### WRITTEN INSTRUCTION 1
Filter the entries below, keeping only the lines that contain the string "price". Case counts.

### TEXT EXCERPT
□ □ □ □ □
Monday 16 February 2015


READER RESPONSE DRAFT 3

In the article “Who’s the true enemy of internet freedom -China, Russia or the U.S”, Morozov (2015) asserts that though Russia and China restrict internet freedom to maintain their technological sovereignty on their land, it is the U.S that exploits internet freedom to assert its digital sovereignty globally. It is reported in the article that the U.S have great interest in the information that are serviced by their companies but stored elsewhere. Finally the author concludes that countries are imposing stricter internet censorship and control over their citizens’ data not just in response to domestic tension, but concerning the growing technological supremacy of the U.S.

 I strongly agree with the author’s assertion. However I would further go by adding that the U.S does not only exert its supremacy in technology but in many other areas; and that its influence often had positive impacts.

There has been rise and fall of regional and global powers since the age of civilization. A well-known example will be the Imperial rule, which was not a pleasant experience for many. In this age, the U.S seems to emerge as a global power. Through its diplomatic ways, it is able to influence world’s politics, power, military and many more. However, its “regime” appears to keep it most of poeple across the globe happy.
With its great influence in military and politics, the U.S has helped relieve tensions in many countries, particularly its allies. For example, when the Iraq tried to take over Kuwait in the 1990, the U.S sent its military troops in support of the smaller nation Kuwait (Johns, in.d). In 1950s to late 1900, it helped Vietnam to end communism, though it was not successful. Currently, the U.S along with other nations is taking serious actions to bring down the atrocities of the Islamic State of Iraq and Syria.

The world is facing many issues together, like the fuel shortage and the increase of terrorism and corruption. At this point of time, many might think that the U.S is taking advantage of its authoritative position by interfering into these issues. Indeed, I believe that the U.S is leading this world in the right way to solve the issues. For example, the U.S relaxed its military control over its storage of oil that has helped the oil prices to decrease in the recent times. Referring back to the article, Morozov tells us that the U.S urges internet freedom but exploits it to retrieve data serviced by its companies globally. But Morozov fails to tell us the reasons for the Americans to behave hypocritical. On one hand, internet freedom is slowly emerging as a basic freedom, as many spend most of their time on the internet. In times of domestic tensions, such freedom has helped people to share or report the actual situation and to summon for necessary help. On the other hand, internet freedom can also be used as a powerful tool by terrorists. This then necessitates for the data in the cyber world to be inspected.

In response to Morozov’s article, I would like to suggest that several nations could come together and form a committee to handle retrieving and screening data. And at the same time they should abide by strict rules to ensure internet freedom.

As stated previously, the rise and fall of powers are not something new, it is cyclical. In my opinion, no one can stop a nation from flourishing and becoming powerful, as long as it develops itself in a legitimate way and benefits everyone equally. In this context, the domination of the U.S in technological and in many other sectors cannot be held wrong.

(606 words)
□ □ □ □ □
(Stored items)
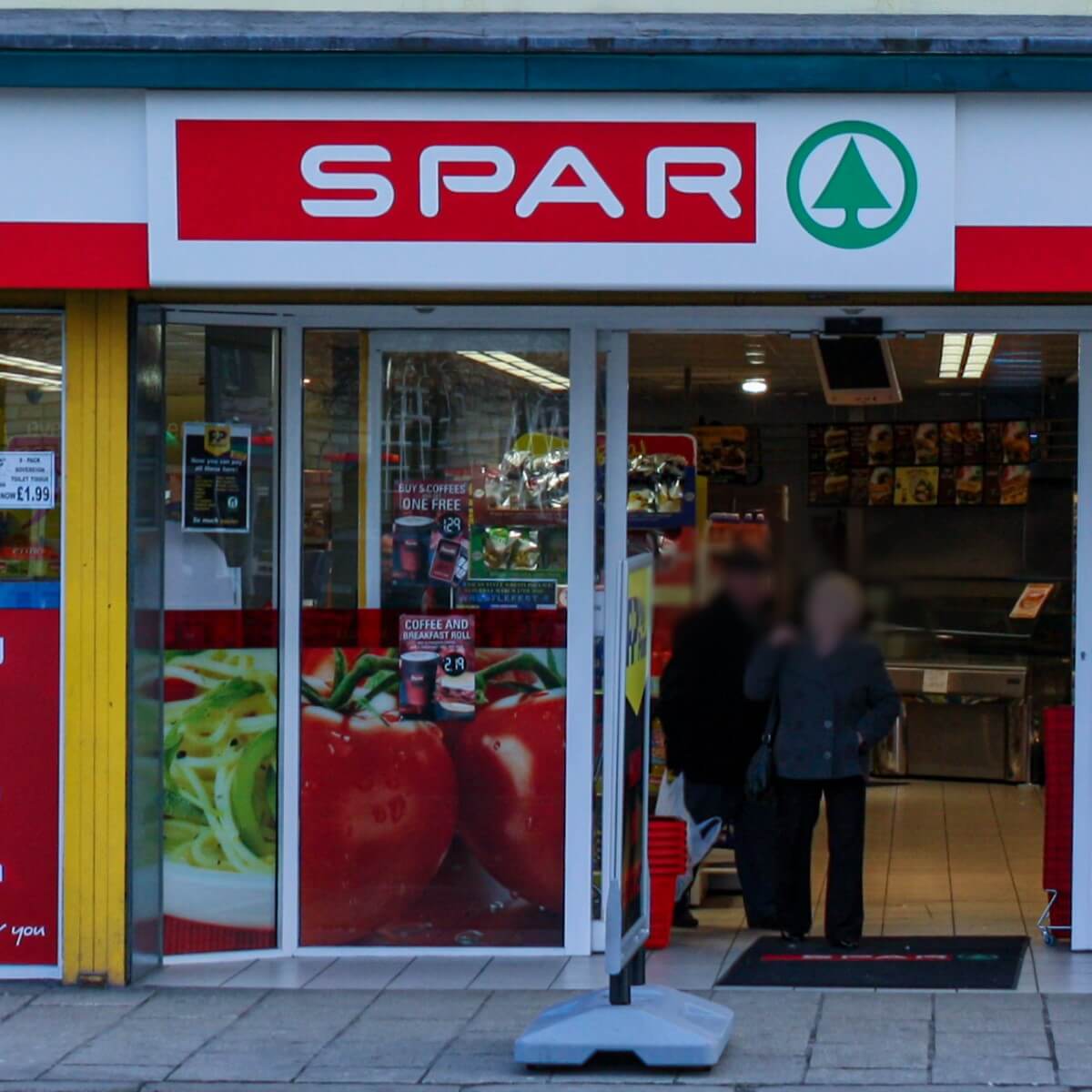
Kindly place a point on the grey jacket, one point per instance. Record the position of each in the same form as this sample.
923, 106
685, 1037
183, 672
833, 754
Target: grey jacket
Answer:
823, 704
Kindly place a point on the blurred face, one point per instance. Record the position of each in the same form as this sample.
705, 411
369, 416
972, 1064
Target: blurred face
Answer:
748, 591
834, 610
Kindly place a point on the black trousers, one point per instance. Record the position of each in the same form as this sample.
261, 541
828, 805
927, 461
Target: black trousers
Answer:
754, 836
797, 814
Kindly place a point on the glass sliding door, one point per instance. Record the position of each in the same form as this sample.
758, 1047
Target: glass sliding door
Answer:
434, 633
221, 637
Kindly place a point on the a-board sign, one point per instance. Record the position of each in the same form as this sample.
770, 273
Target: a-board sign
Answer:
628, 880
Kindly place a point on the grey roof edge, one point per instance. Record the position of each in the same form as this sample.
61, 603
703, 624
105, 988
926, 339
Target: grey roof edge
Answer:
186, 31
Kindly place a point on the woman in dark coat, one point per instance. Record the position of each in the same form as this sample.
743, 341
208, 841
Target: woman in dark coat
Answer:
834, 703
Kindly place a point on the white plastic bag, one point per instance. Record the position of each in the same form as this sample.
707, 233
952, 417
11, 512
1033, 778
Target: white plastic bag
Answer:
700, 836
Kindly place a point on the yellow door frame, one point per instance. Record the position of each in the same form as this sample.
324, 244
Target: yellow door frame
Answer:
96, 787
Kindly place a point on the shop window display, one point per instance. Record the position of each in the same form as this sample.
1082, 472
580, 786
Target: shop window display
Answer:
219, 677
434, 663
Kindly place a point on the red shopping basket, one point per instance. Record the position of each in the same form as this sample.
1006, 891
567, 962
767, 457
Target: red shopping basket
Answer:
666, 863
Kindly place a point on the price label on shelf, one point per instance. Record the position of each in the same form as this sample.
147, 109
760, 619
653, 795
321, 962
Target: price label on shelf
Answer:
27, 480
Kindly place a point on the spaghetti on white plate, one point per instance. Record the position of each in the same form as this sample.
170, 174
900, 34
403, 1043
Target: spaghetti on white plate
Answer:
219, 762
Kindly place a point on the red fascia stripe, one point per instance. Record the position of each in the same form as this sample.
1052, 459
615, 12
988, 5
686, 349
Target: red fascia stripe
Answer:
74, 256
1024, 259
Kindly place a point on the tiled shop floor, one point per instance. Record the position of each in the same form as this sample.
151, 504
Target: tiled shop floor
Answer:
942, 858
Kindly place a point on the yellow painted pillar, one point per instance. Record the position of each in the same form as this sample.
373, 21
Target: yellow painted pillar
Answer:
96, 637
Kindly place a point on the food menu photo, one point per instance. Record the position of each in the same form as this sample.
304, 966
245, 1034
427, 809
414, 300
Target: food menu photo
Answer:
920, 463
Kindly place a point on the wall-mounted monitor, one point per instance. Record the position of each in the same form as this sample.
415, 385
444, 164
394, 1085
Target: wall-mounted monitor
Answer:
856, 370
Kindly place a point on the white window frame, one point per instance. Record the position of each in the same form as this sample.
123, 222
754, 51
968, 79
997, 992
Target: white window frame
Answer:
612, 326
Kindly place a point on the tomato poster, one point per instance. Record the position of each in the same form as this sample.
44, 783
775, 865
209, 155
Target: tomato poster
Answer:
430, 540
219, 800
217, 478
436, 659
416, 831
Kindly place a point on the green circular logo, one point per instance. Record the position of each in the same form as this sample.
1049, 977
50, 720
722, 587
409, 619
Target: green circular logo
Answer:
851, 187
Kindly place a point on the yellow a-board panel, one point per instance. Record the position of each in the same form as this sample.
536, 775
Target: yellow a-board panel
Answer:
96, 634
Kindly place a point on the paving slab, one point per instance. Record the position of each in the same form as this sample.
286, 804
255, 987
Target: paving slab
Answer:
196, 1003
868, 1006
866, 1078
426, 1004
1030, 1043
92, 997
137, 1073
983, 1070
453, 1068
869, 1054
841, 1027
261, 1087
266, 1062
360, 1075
□ □ □ □ □
### WRITTEN INSTRUCTION 2
Translate this sentence from the essay on internet freedom into Spanish: "On the other hand, internet freedom can also be used as a powerful tool by terrorists."

### FULL RESPONSE 1
Kindly place a point on the price label on shelf, one point per instance. Record the position of each in the same form as this sample.
Target: price label on shelf

### FULL RESPONSE 2
Por otro lado, la libertad en internet también puede ser utilizada por los terroristas como una herramienta poderosa.